● **Required task A**
In the theater review below, condense the paragraph beginning "In writing about the fifties" into a shorter version that keeps its main facts.
● **Required task B**
Write the next part of the review of Simon Gray's play, picking up after its final sentence.

● **Document text**
Guardian: Michael Billington

Ten years of solitude

Harold Pinter is famous for his pauses. Who better to direct a play about a decade when all emotion was put on hold?

The fifties are back in fashion. Along with a Conran exhibition, From The Bomb To The Beatles, we now have a new Simon Gray play, The Late Middle Classes, that harks back to post-war values. Although it's a slow-burning work, it evokes with racking fidelity a period when emotions were as carefully rationed as eggs and butter. One also detects a touch of autobiography: like his child protagonist, Gray was born on a small Hampshire island and boasts the unusual Christian name of Holliday. And although the play is framed by two short scenes set in 1982, the bulk of the action takes place 30 years earlier. What Gray carefully charts is the repressions of the period. Holly's father is a pathologist and his mother a queen of the local tennis club, and although outwardly affectionate, their marriage contains its own subterfuges. Even more crucially, the love that Holly's bachelor Austrian music teacher clearly feels for the boy is treated as something dirtily disgusting.

In writing about the fifties, Gray consciously apes its dramatic forms. I don't mind the echoes of Rattigan or a play like Philip King's Serious Charge, in which a vicar was accused of what the News Of The World used euphemistically to call "interference". But audiences today are quicker on the uptake than in the fifties, and Gray spends too long on exposition before getting to the dramatic meat. When he does finally arrive, he has a vital point to make: that, in a repressed world, children become the vehicles of adult passion. Celia, Holly's over-bred, under-educated, emotionally starved mother constantly begs the boy to declare his love for her. And the piano teacher, tethered to his sherry-swilling immigrant mother, finds in Holly an outlet for his own thwarted affections. In the past Gray has often seemed an acerbic observer, but here he shows unusual sympathy for the sexually and emotionally solitary.

● **Recorded data**
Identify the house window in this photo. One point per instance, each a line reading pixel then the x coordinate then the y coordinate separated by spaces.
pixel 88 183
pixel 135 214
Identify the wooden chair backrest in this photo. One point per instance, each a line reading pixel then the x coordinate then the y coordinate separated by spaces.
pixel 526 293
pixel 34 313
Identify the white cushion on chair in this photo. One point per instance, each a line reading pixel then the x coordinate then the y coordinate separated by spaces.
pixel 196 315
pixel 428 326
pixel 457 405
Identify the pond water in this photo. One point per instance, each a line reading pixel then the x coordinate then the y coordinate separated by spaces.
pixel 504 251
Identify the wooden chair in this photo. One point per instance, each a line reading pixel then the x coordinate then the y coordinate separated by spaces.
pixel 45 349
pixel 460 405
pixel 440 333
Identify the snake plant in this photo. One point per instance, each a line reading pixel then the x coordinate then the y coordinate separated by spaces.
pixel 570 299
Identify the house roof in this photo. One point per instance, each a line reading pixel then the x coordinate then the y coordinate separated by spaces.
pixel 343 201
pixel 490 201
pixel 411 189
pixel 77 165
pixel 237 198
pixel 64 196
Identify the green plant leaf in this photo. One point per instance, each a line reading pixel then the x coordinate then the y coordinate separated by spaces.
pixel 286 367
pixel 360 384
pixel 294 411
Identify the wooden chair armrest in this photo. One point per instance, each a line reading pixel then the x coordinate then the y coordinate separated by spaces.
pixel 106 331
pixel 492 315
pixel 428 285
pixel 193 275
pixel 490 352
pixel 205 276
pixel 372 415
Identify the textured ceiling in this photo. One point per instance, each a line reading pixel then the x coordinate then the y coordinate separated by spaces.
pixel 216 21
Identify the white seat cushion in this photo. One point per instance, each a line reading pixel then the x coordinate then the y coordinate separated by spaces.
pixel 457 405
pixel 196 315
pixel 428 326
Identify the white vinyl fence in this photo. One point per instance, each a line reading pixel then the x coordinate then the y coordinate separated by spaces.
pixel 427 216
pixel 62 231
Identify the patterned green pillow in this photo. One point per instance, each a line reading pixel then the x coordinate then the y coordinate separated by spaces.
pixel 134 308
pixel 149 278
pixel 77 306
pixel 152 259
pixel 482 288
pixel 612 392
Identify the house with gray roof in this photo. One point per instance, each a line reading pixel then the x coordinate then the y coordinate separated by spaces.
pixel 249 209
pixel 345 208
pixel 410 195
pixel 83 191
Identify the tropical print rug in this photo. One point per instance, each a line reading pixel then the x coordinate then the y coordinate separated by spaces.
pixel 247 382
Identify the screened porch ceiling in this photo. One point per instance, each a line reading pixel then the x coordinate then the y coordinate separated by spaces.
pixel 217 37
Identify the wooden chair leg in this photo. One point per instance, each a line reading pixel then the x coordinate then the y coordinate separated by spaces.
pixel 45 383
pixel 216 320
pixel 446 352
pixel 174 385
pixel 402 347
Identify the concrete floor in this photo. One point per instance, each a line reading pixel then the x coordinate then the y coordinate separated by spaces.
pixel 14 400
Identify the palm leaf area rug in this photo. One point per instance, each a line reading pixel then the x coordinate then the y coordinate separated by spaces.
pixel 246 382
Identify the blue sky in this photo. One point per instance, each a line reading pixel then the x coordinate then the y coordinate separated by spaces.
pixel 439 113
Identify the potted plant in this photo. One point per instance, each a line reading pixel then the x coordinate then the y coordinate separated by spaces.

● **Final result A**
Gray deliberately imitates fifties dramatic forms. The echoes of Rattigan and of Philip King's Serious Charge, in which a vicar was accused of "interference," are acceptable. However, today's audiences grasp things faster, and Gray spends too long on exposition. His eventual point is vital: in a repressed world, children carry adult passion. Holly's emotionally starved mother, Celia, keeps begging him to declare his love. His piano teacher, tied to a sherry-drinking immigrant mother, finds in Holly an outlet for his thwarted affections. Usually an acerbic observer, Gray here shows unusual sympathy for the sexually and emotionally solitary.

● **Final result B**
Harold Pinter, directing his eighth Gray play, also gets the details exactly right: not just the obvious things like a father's shyness about discussing sex with his son but, even more importantly, the sense of guilt that pervaded fifties life. In the play's most resonant line, Nicholas Woodeson, as the piano teacher who delights in inflicting disciplinary games on the boy, says: "It is through the punishment we shall find the sin." More than all the references to powdered eggs or the Third Programme, that line brought back to me in a flash the decade's aroma of culpability. But Woodeson's is only one in a set of first-rate performances. Harriet Walter as Celia marvellously evokes the pathos of the middle-class woman who, trained for nothing except marriage and motherhood, is forced to dramatise her own essentially vacant life. James Fleet as her pathologist husband artfully suggests a man more at ease with the dead than the living. Angela Pleasence as the piano teacher's mum, furtively hiding her drink or cowering in terror at every knock at the door, adds to the atmosphere of guilt, and Sam Bedi is simply extraordinary as the Jamesian Holly who views adult manoeuvres with unnerving impassivity.

Mae West famously liked a guy who took his time. Mr Gray certainly does that. But, in the end, he recreates the furtiveness and shame of the fifties with almost eerie exactitude.

Footnote

In a review of The Late Middle Classes' West End premiere in 2010, Libby Purves wrote in The Times: Gray’s 1999 play opens at the Donmar pre-loaded with righteous critical indignation: in its first appearance at Watford it won Best New Play, but its West End run at the Gielgud theatre was dropped to make room for a musical about a boy band (which flopped). Harold Pinter called that "an act of betrayal and disgrace to English theatre" and for once he wasn’t putting it too strongly. This play should not have been silent so long: the sadness is that its author didn’t live to see this fine production. It says something valuable about a much-mocked generation.


Report in The Guardian 13 May 1999 by Sue Quinn

The playwright and director Harold Pinter yesterday launched a vitriolic attack on one of London's West End theatres following its decision to snub his latest production, The Late Middle Classes in favour of a rock musical. Pinter described as 'an act of betrayal' and a 'disgrace to English theatre' the move by the Gielgud Theatre to abandon plans to stage his play and to opt instead for Boyband, a rock musical about a group of boys ambitious for pop stardom.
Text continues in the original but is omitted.